= Action item =
State how many lines in the entries below include the string "branch", and give nothing beyond that number.

= Given records =
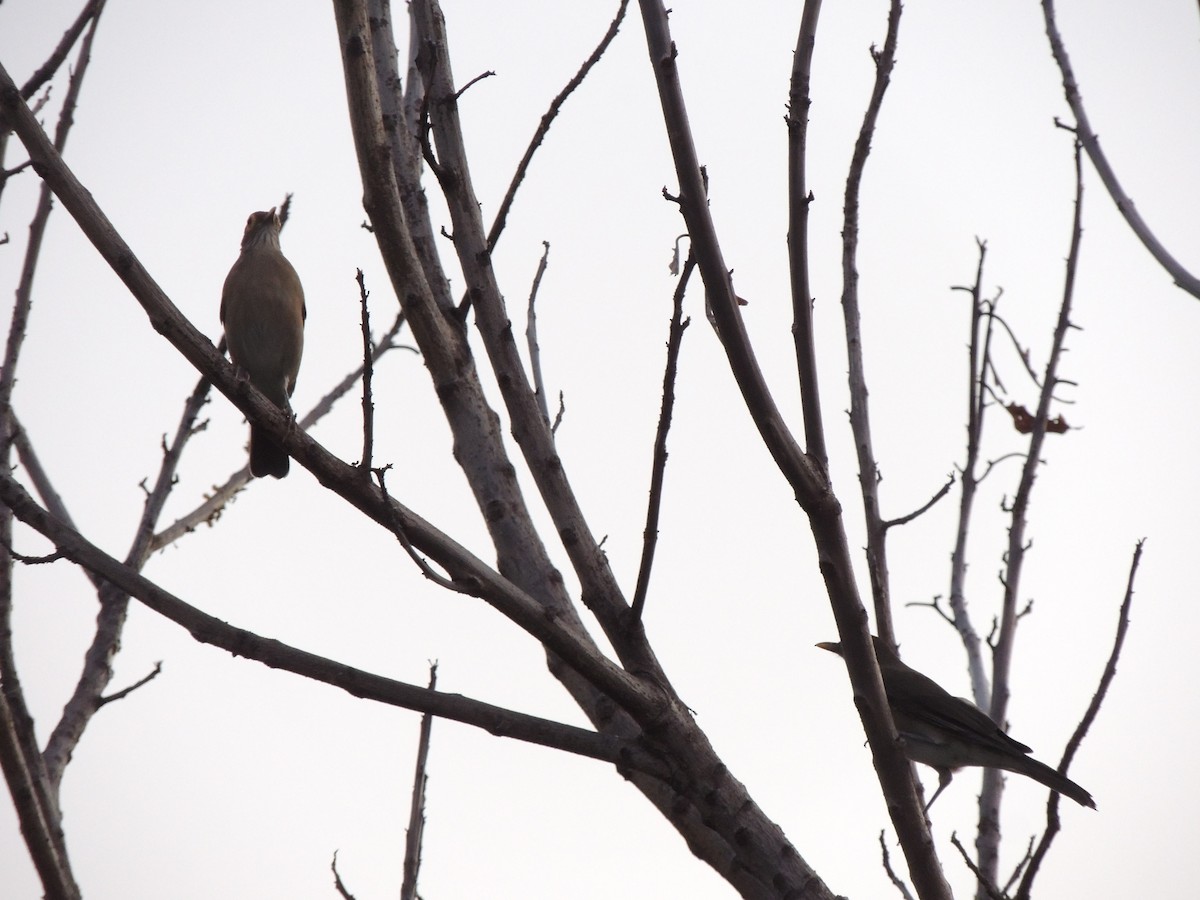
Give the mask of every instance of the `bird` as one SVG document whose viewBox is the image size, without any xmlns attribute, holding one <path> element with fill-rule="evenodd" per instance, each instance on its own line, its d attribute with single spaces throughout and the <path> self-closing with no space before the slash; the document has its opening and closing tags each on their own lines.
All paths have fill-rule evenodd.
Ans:
<svg viewBox="0 0 1200 900">
<path fill-rule="evenodd" d="M 229 358 L 239 377 L 272 403 L 291 412 L 300 357 L 304 353 L 304 288 L 279 249 L 282 223 L 272 207 L 251 213 L 242 234 L 242 252 L 225 277 L 221 322 Z M 250 473 L 256 478 L 288 473 L 287 453 L 259 426 L 250 425 Z"/>
<path fill-rule="evenodd" d="M 1052 791 L 1065 794 L 1082 806 L 1096 808 L 1092 795 L 1048 765 L 1038 762 L 1020 741 L 1009 737 L 991 717 L 962 697 L 955 697 L 932 678 L 900 661 L 892 649 L 875 635 L 875 659 L 883 678 L 883 690 L 896 731 L 904 739 L 905 754 L 938 773 L 933 801 L 950 784 L 954 770 L 963 766 L 986 766 L 1025 775 Z M 838 642 L 817 644 L 822 650 L 842 655 Z"/>
</svg>

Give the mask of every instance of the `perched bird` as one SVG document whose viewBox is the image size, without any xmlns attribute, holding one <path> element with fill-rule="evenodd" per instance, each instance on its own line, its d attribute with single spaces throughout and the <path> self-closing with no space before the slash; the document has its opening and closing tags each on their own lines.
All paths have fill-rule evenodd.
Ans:
<svg viewBox="0 0 1200 900">
<path fill-rule="evenodd" d="M 871 640 L 875 643 L 875 659 L 879 662 L 892 719 L 904 739 L 905 753 L 909 759 L 932 766 L 938 773 L 938 789 L 925 809 L 933 806 L 938 794 L 950 783 L 954 770 L 962 766 L 987 766 L 1027 775 L 1076 803 L 1096 808 L 1091 794 L 1029 756 L 1028 747 L 1010 738 L 974 703 L 951 696 L 933 679 L 902 663 L 879 638 L 872 635 Z M 817 646 L 842 655 L 840 643 Z"/>
<path fill-rule="evenodd" d="M 221 322 L 229 358 L 239 375 L 276 406 L 291 410 L 304 352 L 304 288 L 279 249 L 281 223 L 274 208 L 251 213 L 242 253 L 225 277 Z M 288 473 L 289 459 L 257 425 L 250 426 L 250 472 L 257 478 Z"/>
</svg>

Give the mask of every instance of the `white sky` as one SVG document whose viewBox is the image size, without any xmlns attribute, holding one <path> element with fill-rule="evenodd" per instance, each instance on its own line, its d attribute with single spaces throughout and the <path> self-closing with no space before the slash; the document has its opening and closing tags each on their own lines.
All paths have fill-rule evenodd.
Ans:
<svg viewBox="0 0 1200 900">
<path fill-rule="evenodd" d="M 9 0 L 0 60 L 18 82 L 41 63 L 77 2 Z M 550 98 L 603 33 L 616 3 L 447 2 L 485 218 Z M 674 37 L 712 209 L 763 366 L 798 423 L 787 293 L 783 123 L 799 4 L 676 4 Z M 1060 27 L 1093 126 L 1138 209 L 1200 269 L 1200 19 L 1194 3 L 1063 2 Z M 813 279 L 833 475 L 853 529 L 856 473 L 841 336 L 841 195 L 881 43 L 886 4 L 827 4 L 811 113 Z M 403 25 L 398 28 L 404 34 Z M 403 39 L 403 38 L 401 38 Z M 56 83 L 50 115 L 65 91 Z M 1071 217 L 1069 117 L 1038 4 L 947 0 L 905 10 L 899 64 L 863 189 L 860 272 L 875 446 L 887 516 L 919 506 L 964 453 L 968 307 L 951 292 L 989 242 L 987 291 L 1040 369 L 1060 296 Z M 5 165 L 24 159 L 9 144 Z M 104 14 L 67 158 L 174 302 L 214 339 L 222 280 L 246 215 L 295 193 L 284 252 L 308 297 L 294 398 L 304 411 L 358 361 L 361 267 L 374 314 L 394 299 L 363 220 L 328 4 L 113 0 Z M 1098 811 L 1063 804 L 1045 897 L 1189 896 L 1200 863 L 1194 801 L 1200 688 L 1188 677 L 1198 622 L 1200 303 L 1174 288 L 1090 170 L 1085 244 L 1062 411 L 1082 426 L 1047 442 L 1032 507 L 1010 708 L 1014 736 L 1054 764 L 1107 657 L 1135 541 L 1147 537 L 1120 674 L 1071 776 Z M 660 195 L 675 187 L 640 18 L 539 151 L 496 255 L 523 328 L 524 301 L 552 244 L 539 298 L 543 365 L 563 390 L 559 432 L 572 483 L 632 592 L 683 230 Z M 36 180 L 0 207 L 0 283 L 16 283 Z M 436 186 L 430 185 L 430 194 Z M 439 215 L 438 223 L 446 222 Z M 448 224 L 448 223 L 447 223 Z M 449 247 L 447 245 L 447 251 Z M 454 275 L 456 289 L 462 281 Z M 159 462 L 196 372 L 61 209 L 53 216 L 15 403 L 42 460 L 92 540 L 123 556 L 139 482 Z M 11 294 L 10 294 L 11 296 Z M 841 664 L 812 649 L 835 629 L 806 525 L 740 405 L 704 322 L 684 347 L 665 511 L 647 627 L 674 684 L 733 773 L 836 892 L 890 896 L 877 835 L 888 827 Z M 64 360 L 69 362 L 64 365 Z M 1032 407 L 1014 356 L 1011 396 Z M 493 392 L 494 393 L 494 392 Z M 377 373 L 376 456 L 389 487 L 484 558 L 486 534 L 449 455 L 423 366 L 397 352 Z M 244 463 L 246 428 L 222 397 L 191 444 L 166 520 Z M 989 456 L 1020 442 L 992 417 Z M 361 446 L 349 398 L 315 436 L 347 460 Z M 972 542 L 971 609 L 985 629 L 1000 596 L 1017 468 L 986 484 Z M 532 496 L 532 495 L 531 495 Z M 534 501 L 536 506 L 536 501 Z M 897 603 L 945 594 L 953 507 L 896 532 Z M 539 514 L 540 509 L 539 509 Z M 44 552 L 28 530 L 18 549 Z M 571 583 L 559 548 L 552 547 Z M 304 649 L 410 682 L 440 661 L 439 687 L 583 723 L 540 648 L 480 601 L 427 585 L 379 529 L 294 466 L 255 483 L 214 528 L 155 557 L 146 574 L 201 609 Z M 18 572 L 14 629 L 43 739 L 91 633 L 95 598 L 65 563 Z M 864 579 L 865 590 L 865 579 Z M 908 661 L 967 693 L 962 654 L 928 610 L 897 609 Z M 156 660 L 162 676 L 95 719 L 63 786 L 65 829 L 89 900 L 332 897 L 329 861 L 360 898 L 400 882 L 419 717 L 192 642 L 132 607 L 114 688 Z M 434 728 L 422 894 L 430 898 L 723 898 L 728 885 L 602 764 Z M 926 783 L 932 773 L 925 770 Z M 970 835 L 978 774 L 934 808 L 934 834 L 961 896 L 971 879 L 949 836 Z M 1009 779 L 1003 859 L 1039 829 L 1045 792 Z M 892 846 L 894 848 L 894 839 Z M 893 858 L 899 860 L 898 851 Z M 15 817 L 0 803 L 0 893 L 40 895 Z"/>
</svg>

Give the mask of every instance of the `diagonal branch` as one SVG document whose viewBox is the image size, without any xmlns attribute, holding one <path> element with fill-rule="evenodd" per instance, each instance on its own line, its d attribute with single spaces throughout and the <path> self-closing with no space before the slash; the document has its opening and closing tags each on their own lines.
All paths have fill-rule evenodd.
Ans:
<svg viewBox="0 0 1200 900">
<path fill-rule="evenodd" d="M 1144 545 L 1145 540 L 1143 539 L 1138 541 L 1137 546 L 1133 549 L 1133 560 L 1129 564 L 1129 577 L 1125 583 L 1125 599 L 1121 601 L 1121 609 L 1117 614 L 1117 630 L 1113 635 L 1112 650 L 1108 654 L 1108 662 L 1104 666 L 1104 672 L 1100 676 L 1100 683 L 1096 687 L 1096 693 L 1092 696 L 1092 702 L 1088 704 L 1087 711 L 1084 712 L 1083 718 L 1080 719 L 1079 725 L 1071 735 L 1071 739 L 1067 741 L 1067 748 L 1063 751 L 1062 762 L 1058 766 L 1060 772 L 1066 772 L 1067 766 L 1075 758 L 1075 752 L 1083 742 L 1084 735 L 1087 734 L 1088 729 L 1092 727 L 1092 723 L 1096 720 L 1096 716 L 1100 712 L 1100 705 L 1104 702 L 1104 698 L 1108 696 L 1108 689 L 1112 686 L 1113 679 L 1117 677 L 1117 660 L 1121 656 L 1121 650 L 1125 646 L 1125 635 L 1129 631 L 1129 610 L 1133 606 L 1133 581 L 1137 577 L 1138 565 L 1142 561 L 1142 547 Z M 1042 862 L 1045 861 L 1046 853 L 1050 850 L 1050 845 L 1054 841 L 1054 836 L 1058 833 L 1058 830 L 1058 794 L 1051 791 L 1050 799 L 1046 804 L 1046 831 L 1042 835 L 1042 839 L 1038 841 L 1037 848 L 1030 855 L 1029 867 L 1025 870 L 1025 875 L 1017 888 L 1016 900 L 1029 900 L 1030 892 L 1033 888 L 1033 880 L 1037 877 L 1038 869 L 1041 868 Z"/>
<path fill-rule="evenodd" d="M 395 342 L 396 335 L 400 333 L 400 329 L 404 327 L 404 312 L 396 314 L 395 320 L 392 322 L 392 327 L 378 341 L 372 341 L 373 350 L 371 351 L 372 363 L 378 363 L 380 358 L 389 350 L 395 350 L 403 345 Z M 220 347 L 217 348 L 220 350 Z M 413 351 L 412 347 L 404 347 L 404 349 Z M 414 351 L 415 352 L 415 351 Z M 324 397 L 313 404 L 313 408 L 299 418 L 296 422 L 296 427 L 301 431 L 309 431 L 314 425 L 324 418 L 330 410 L 333 409 L 342 397 L 349 393 L 350 389 L 359 383 L 363 376 L 364 367 L 358 366 L 353 371 L 347 373 L 337 384 L 335 384 Z M 161 550 L 170 544 L 175 543 L 195 529 L 199 528 L 206 522 L 212 523 L 221 517 L 221 512 L 229 501 L 250 482 L 250 466 L 249 464 L 242 466 L 236 472 L 226 479 L 225 483 L 214 488 L 213 492 L 204 498 L 191 512 L 180 516 L 158 534 L 154 535 L 154 539 L 150 545 L 150 552 Z M 51 509 L 51 512 L 54 512 Z M 61 516 L 59 518 L 62 518 Z"/>
<path fill-rule="evenodd" d="M 355 697 L 431 713 L 483 728 L 502 737 L 603 760 L 656 777 L 666 777 L 663 763 L 637 745 L 574 725 L 530 716 L 458 694 L 384 678 L 308 653 L 280 641 L 236 628 L 163 590 L 91 542 L 58 522 L 37 505 L 12 476 L 0 474 L 0 499 L 26 525 L 49 538 L 64 556 L 112 582 L 148 608 L 186 629 L 197 641 L 253 659 L 274 669 L 293 672 L 340 688 Z"/>
<path fill-rule="evenodd" d="M 1100 149 L 1100 138 L 1092 131 L 1087 112 L 1083 108 L 1079 83 L 1075 80 L 1075 72 L 1071 69 L 1071 60 L 1067 56 L 1067 48 L 1063 44 L 1062 35 L 1058 33 L 1058 23 L 1054 16 L 1054 0 L 1042 0 L 1042 16 L 1046 22 L 1046 37 L 1050 39 L 1050 52 L 1054 54 L 1054 61 L 1058 63 L 1058 69 L 1062 73 L 1063 92 L 1066 94 L 1067 104 L 1071 107 L 1071 114 L 1075 117 L 1074 131 L 1079 138 L 1079 143 L 1087 151 L 1088 158 L 1096 167 L 1096 173 L 1104 182 L 1109 196 L 1117 204 L 1117 211 L 1129 223 L 1129 227 L 1133 229 L 1138 240 L 1150 251 L 1150 255 L 1158 264 L 1167 270 L 1167 274 L 1175 279 L 1176 285 L 1193 297 L 1200 299 L 1200 278 L 1185 269 L 1175 257 L 1167 252 L 1167 248 L 1162 245 L 1154 232 L 1150 230 L 1150 226 L 1134 208 L 1132 198 L 1121 187 L 1121 183 L 1117 180 L 1117 173 L 1113 171 L 1108 157 Z"/>
<path fill-rule="evenodd" d="M 546 139 L 546 135 L 550 131 L 550 126 L 558 118 L 558 114 L 562 111 L 563 104 L 567 102 L 567 98 L 575 92 L 575 89 L 579 85 L 583 84 L 583 79 L 587 78 L 592 67 L 600 61 L 600 57 L 604 55 L 604 51 L 608 49 L 608 45 L 617 36 L 621 22 L 625 19 L 625 9 L 628 6 L 629 0 L 621 0 L 620 5 L 617 7 L 616 15 L 613 16 L 608 30 L 604 32 L 604 37 L 600 39 L 600 43 L 596 45 L 596 49 L 583 61 L 583 65 L 579 67 L 579 71 L 558 92 L 558 95 L 550 101 L 549 109 L 542 114 L 542 121 L 538 123 L 537 130 L 533 133 L 533 137 L 530 138 L 529 146 L 525 148 L 525 155 L 517 163 L 517 170 L 513 172 L 512 181 L 509 182 L 508 190 L 504 192 L 504 199 L 500 201 L 500 208 L 496 210 L 496 217 L 492 220 L 492 227 L 488 230 L 487 246 L 489 251 L 496 249 L 496 242 L 500 240 L 500 233 L 508 223 L 509 210 L 512 209 L 517 189 L 521 186 L 521 182 L 525 180 L 525 175 L 529 171 L 529 164 L 533 161 L 533 154 L 537 152 L 538 147 L 542 145 L 542 141 Z"/>
</svg>

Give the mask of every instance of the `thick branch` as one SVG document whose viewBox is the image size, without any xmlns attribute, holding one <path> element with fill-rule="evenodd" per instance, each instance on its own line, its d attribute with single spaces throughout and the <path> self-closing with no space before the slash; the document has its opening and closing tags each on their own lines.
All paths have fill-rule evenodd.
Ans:
<svg viewBox="0 0 1200 900">
<path fill-rule="evenodd" d="M 796 371 L 800 376 L 800 405 L 804 414 L 804 439 L 808 456 L 822 469 L 829 467 L 825 450 L 825 423 L 821 417 L 821 392 L 817 382 L 817 346 L 813 336 L 812 288 L 808 279 L 808 208 L 812 195 L 806 186 L 808 108 L 812 106 L 813 50 L 817 44 L 820 0 L 804 4 L 792 86 L 788 98 L 788 270 L 792 286 L 792 339 L 796 345 Z"/>
<path fill-rule="evenodd" d="M 591 532 L 567 479 L 550 423 L 542 417 L 514 339 L 504 298 L 491 265 L 487 235 L 475 194 L 458 112 L 458 92 L 441 10 L 432 2 L 413 4 L 429 54 L 425 73 L 430 117 L 438 149 L 438 180 L 454 225 L 454 250 L 466 278 L 476 325 L 496 373 L 511 430 L 546 504 L 563 548 L 579 577 L 583 602 L 596 615 L 626 668 L 665 685 L 649 644 L 626 627 L 629 605 Z"/>
<path fill-rule="evenodd" d="M 808 513 L 821 574 L 825 578 L 830 605 L 845 649 L 855 704 L 918 892 L 925 898 L 948 897 L 949 887 L 941 876 L 933 854 L 933 841 L 917 798 L 912 767 L 900 752 L 895 726 L 884 697 L 883 682 L 868 635 L 866 610 L 863 609 L 854 580 L 841 506 L 833 494 L 824 467 L 801 452 L 759 369 L 709 214 L 704 179 L 679 83 L 677 51 L 670 36 L 667 10 L 656 0 L 641 0 L 641 10 L 650 64 L 658 83 L 667 138 L 679 178 L 680 212 L 688 226 L 692 251 L 696 254 L 704 278 L 709 308 L 716 319 L 721 343 L 764 443 L 795 491 L 798 502 Z M 810 28 L 815 27 L 816 17 L 809 14 L 804 21 L 809 23 Z M 798 46 L 803 46 L 805 41 L 802 34 Z M 807 252 L 806 248 L 795 246 L 790 249 L 792 253 Z"/>
</svg>

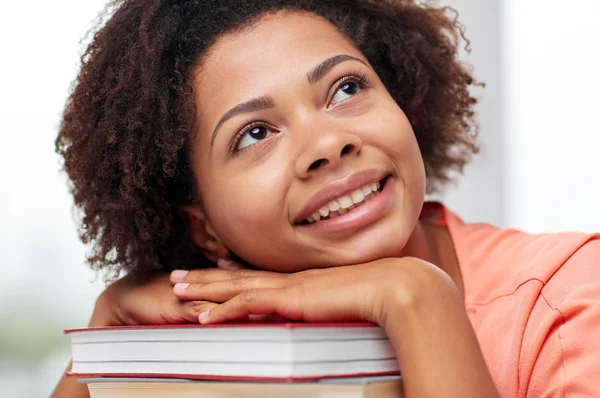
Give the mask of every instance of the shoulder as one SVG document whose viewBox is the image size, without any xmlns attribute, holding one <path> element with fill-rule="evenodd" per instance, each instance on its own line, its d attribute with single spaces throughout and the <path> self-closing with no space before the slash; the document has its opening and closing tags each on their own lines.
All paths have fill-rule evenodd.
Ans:
<svg viewBox="0 0 600 398">
<path fill-rule="evenodd" d="M 600 234 L 534 235 L 485 223 L 465 223 L 451 211 L 443 211 L 467 302 L 484 303 L 511 295 L 529 281 L 537 282 L 541 288 L 567 263 L 589 261 L 588 258 L 600 255 Z"/>
<path fill-rule="evenodd" d="M 600 396 L 600 234 L 531 235 L 444 212 L 503 394 Z"/>
<path fill-rule="evenodd" d="M 541 295 L 550 308 L 565 318 L 584 304 L 600 304 L 600 236 L 590 238 L 575 250 L 546 282 Z M 600 316 L 600 306 L 598 311 Z"/>
<path fill-rule="evenodd" d="M 599 396 L 600 238 L 587 241 L 563 263 L 537 304 L 527 327 L 531 338 L 524 339 L 531 352 L 522 366 L 527 393 Z"/>
</svg>

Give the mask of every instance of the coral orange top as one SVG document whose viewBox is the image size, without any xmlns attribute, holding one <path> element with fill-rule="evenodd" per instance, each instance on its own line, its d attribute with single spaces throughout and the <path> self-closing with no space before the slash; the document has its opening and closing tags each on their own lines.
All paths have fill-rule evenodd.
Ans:
<svg viewBox="0 0 600 398">
<path fill-rule="evenodd" d="M 600 397 L 600 234 L 465 224 L 440 204 L 467 313 L 502 397 Z"/>
</svg>

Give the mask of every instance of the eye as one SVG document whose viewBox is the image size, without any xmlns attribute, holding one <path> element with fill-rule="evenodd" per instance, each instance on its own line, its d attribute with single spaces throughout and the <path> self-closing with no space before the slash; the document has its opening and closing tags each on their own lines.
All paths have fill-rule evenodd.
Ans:
<svg viewBox="0 0 600 398">
<path fill-rule="evenodd" d="M 347 82 L 342 84 L 340 88 L 337 89 L 335 95 L 333 96 L 331 102 L 336 104 L 338 102 L 342 102 L 352 97 L 354 94 L 358 93 L 360 88 L 358 84 L 354 82 Z"/>
<path fill-rule="evenodd" d="M 243 128 L 236 136 L 233 143 L 234 152 L 258 144 L 260 141 L 271 137 L 273 134 L 274 133 L 269 131 L 267 126 L 255 123 L 250 124 Z"/>
<path fill-rule="evenodd" d="M 366 76 L 346 76 L 337 85 L 329 106 L 354 97 L 367 86 Z"/>
</svg>

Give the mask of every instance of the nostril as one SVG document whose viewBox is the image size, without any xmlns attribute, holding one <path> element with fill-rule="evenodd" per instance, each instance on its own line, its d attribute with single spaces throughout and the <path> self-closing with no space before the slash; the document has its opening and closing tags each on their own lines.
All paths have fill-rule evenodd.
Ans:
<svg viewBox="0 0 600 398">
<path fill-rule="evenodd" d="M 344 145 L 344 147 L 342 148 L 342 156 L 349 154 L 353 150 L 354 150 L 354 145 L 352 145 L 352 144 Z"/>
<path fill-rule="evenodd" d="M 310 167 L 308 168 L 309 170 L 315 170 L 318 169 L 321 166 L 324 166 L 328 163 L 327 159 L 319 159 L 319 160 L 315 160 L 314 162 L 312 162 L 312 164 L 310 165 Z"/>
</svg>

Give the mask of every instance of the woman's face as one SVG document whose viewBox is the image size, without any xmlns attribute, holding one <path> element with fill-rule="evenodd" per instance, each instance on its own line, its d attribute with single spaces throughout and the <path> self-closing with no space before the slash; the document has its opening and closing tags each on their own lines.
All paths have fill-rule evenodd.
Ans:
<svg viewBox="0 0 600 398">
<path fill-rule="evenodd" d="M 224 35 L 194 90 L 203 212 L 233 253 L 281 272 L 401 254 L 423 161 L 406 116 L 332 24 L 280 12 Z"/>
</svg>

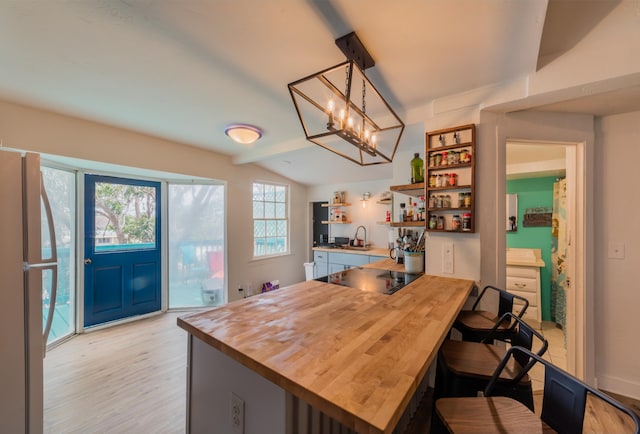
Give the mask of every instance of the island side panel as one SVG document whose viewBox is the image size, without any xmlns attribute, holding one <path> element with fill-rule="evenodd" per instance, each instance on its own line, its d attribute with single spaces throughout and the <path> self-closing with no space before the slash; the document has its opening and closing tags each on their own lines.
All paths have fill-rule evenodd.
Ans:
<svg viewBox="0 0 640 434">
<path fill-rule="evenodd" d="M 285 433 L 285 391 L 189 334 L 187 429 L 229 434 L 231 394 L 244 400 L 245 434 Z"/>
</svg>

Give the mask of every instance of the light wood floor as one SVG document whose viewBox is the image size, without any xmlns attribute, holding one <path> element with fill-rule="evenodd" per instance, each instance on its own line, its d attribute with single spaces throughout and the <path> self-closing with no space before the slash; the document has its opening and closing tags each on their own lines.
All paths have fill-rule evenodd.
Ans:
<svg viewBox="0 0 640 434">
<path fill-rule="evenodd" d="M 45 358 L 45 433 L 183 433 L 183 313 L 79 335 Z"/>
<path fill-rule="evenodd" d="M 183 433 L 186 332 L 167 313 L 77 336 L 45 358 L 45 433 Z M 541 394 L 536 393 L 536 409 Z M 636 411 L 640 403 L 614 396 Z M 430 404 L 411 433 L 428 433 Z M 418 421 L 416 421 L 418 422 Z M 629 432 L 589 401 L 584 432 Z"/>
</svg>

= Answer to the problem =
2